Your objective: Repeat each record below exactly as given.

+++

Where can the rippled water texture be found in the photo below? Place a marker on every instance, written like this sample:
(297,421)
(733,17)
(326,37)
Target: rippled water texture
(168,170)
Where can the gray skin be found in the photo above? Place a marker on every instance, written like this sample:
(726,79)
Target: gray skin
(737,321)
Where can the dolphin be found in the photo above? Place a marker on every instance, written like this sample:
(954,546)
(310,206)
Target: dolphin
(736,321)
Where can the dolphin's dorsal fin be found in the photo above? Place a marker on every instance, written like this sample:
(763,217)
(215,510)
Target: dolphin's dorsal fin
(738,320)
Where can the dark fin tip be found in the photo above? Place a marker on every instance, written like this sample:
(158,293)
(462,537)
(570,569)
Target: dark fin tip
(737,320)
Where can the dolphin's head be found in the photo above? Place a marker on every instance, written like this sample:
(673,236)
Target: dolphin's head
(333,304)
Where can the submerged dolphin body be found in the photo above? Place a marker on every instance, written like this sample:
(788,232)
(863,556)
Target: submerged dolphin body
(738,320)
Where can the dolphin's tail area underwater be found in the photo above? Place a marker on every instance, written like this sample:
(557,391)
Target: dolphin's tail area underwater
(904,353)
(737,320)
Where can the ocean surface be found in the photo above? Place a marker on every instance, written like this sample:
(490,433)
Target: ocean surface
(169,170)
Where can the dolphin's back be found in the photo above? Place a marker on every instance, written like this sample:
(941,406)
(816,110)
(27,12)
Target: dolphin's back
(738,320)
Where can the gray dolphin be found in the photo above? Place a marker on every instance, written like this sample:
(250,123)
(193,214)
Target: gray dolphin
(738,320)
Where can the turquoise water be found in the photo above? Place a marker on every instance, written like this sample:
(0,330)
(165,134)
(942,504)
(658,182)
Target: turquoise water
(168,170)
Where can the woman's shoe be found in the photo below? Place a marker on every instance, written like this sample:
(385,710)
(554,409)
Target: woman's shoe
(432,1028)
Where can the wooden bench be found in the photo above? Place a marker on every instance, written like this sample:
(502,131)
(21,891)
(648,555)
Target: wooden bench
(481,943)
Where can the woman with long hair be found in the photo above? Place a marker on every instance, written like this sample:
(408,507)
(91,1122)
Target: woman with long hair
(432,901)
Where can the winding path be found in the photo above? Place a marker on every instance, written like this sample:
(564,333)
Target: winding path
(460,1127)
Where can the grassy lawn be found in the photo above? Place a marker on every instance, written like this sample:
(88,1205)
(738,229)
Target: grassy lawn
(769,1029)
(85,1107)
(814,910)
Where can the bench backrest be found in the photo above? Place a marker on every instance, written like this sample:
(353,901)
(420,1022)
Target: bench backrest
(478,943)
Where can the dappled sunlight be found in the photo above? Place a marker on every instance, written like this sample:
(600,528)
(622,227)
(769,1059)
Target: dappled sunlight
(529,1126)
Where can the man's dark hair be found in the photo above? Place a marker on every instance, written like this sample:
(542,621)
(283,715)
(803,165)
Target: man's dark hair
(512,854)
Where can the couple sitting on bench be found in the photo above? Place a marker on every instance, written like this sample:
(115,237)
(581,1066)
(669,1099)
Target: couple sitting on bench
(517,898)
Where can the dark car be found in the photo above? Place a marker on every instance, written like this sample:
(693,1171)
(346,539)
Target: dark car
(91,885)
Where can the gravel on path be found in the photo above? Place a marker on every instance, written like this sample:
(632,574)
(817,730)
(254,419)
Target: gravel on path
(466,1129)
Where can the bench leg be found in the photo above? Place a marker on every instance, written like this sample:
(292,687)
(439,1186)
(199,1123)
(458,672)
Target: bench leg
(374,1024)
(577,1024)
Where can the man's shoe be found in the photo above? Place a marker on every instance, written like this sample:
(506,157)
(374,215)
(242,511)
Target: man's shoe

+++

Exercise output:
Where can the rippled water texture be found in the photo below? Place a marker on every instance, written like this sample:
(297,421)
(733,17)
(326,37)
Target: rippled water texture
(168,170)
Where can the gray skin be found in the photo above? Place a marker on every instance, written like this sample:
(726,79)
Target: gray skin
(737,321)
Where can the dolphin be found in the photo above? Place a marker on every instance, written like this sample:
(954,546)
(310,206)
Target: dolphin
(736,321)
Where can the dolphin's dorsal fin be found in the photo above? Place a marker on every instance, written like this sample:
(763,217)
(215,510)
Target: dolphin's dorsal fin
(738,320)
Where can the dark fin tip be found in the photo above? Place a marker on every instance, written like this sample:
(158,293)
(462,537)
(570,569)
Target: dark fin tip
(737,320)
Where can the dolphin's head be found in the photo above? Place a marker on every instance, written like this sample:
(673,236)
Target: dolphin's head
(333,304)
Where can the submerged dolphin body be found in the photo above? Place a marker on every instance, written like this sample:
(788,232)
(863,556)
Target: submerged dolphin body
(738,320)
Where can the dolphin's tail area underwater be found in the photo above? Place a marker on every instance, written like this sample:
(557,391)
Target: dolphin's tail area underwater
(904,353)
(737,320)
Where can the ocean surface be found in the photo above? Place a marker on every instance, written like this sample:
(490,433)
Target: ocean surface
(169,170)
Where can the dolphin's back be found in the photo above? Place a marker on every instance, written like this sample:
(941,406)
(816,110)
(27,12)
Target: dolphin's back
(738,320)
Where can the gray dolphin be found in the photo above? Place a marker on every instance, written like this sample:
(250,123)
(193,214)
Target: gray dolphin
(738,320)
Where can the turquoise water be found in the photo above? Place a marker on every instance, written like this sample:
(0,330)
(165,134)
(942,504)
(658,182)
Target: turquoise water
(168,170)
Where can the woman's shoe be found in the photo below? Place a marker on every instance, written like this sample:
(385,710)
(554,409)
Target: woman's shoe
(432,1028)
Where can the wooden bench be found in the photo above? Place a marker on every instance, written like this sample:
(502,131)
(21,891)
(648,555)
Target: wooden bench
(481,943)
Where can the woman with long hair be found in the photo above? Place a marker on every instance, written like this sample:
(408,507)
(91,1122)
Target: woman with long hair
(432,901)
Where can the winding path be found in the photo above? Place a marker on every instance, written like this sample:
(564,333)
Target: winding path
(460,1127)
Where can the grassy lawn be found in the photo above? Place a marker on every instance, written like this sample:
(88,1205)
(738,229)
Target: grassy lawn
(769,1029)
(85,1107)
(814,910)
Where can the bench backrest be found in the photo above? Place a marker on every instance, written like this sample:
(353,901)
(420,1022)
Target: bench backrest
(478,943)
Where can the dappled sunlight be found in the photo above? Place a marker on every instance, written like this sample:
(600,528)
(622,227)
(769,1059)
Target: dappled sunlight
(529,1126)
Where can the man's dark hair be found in the photo above? Place a marker on every instance, written like this sample:
(542,621)
(283,715)
(803,165)
Target: man's dark hair
(512,854)
Where can the couple sitting on bench be found in the photo above? Place a marker on every instance, written like this sample:
(115,237)
(581,1066)
(669,1099)
Target: couple sitting on bench
(517,898)
Where can the dark car be found in the photo above? Place a marker on every instance, written like this sample:
(693,1171)
(346,539)
Target: dark car
(91,885)
Where can the gravel on path be found in the photo above? Place a marker on every instance, written like this sample:
(632,574)
(817,730)
(254,419)
Target: gravel on path
(466,1129)
Where can the bench leg be found in the photo above? Place a marker on every instance, written like this sample:
(292,687)
(439,1186)
(199,1123)
(458,672)
Target: bench leg
(374,1024)
(577,1024)
Where can the man's shoe be found in the photo above? Place a marker on every instance, written like this sample:
(506,157)
(374,215)
(242,511)
Target: man's shoe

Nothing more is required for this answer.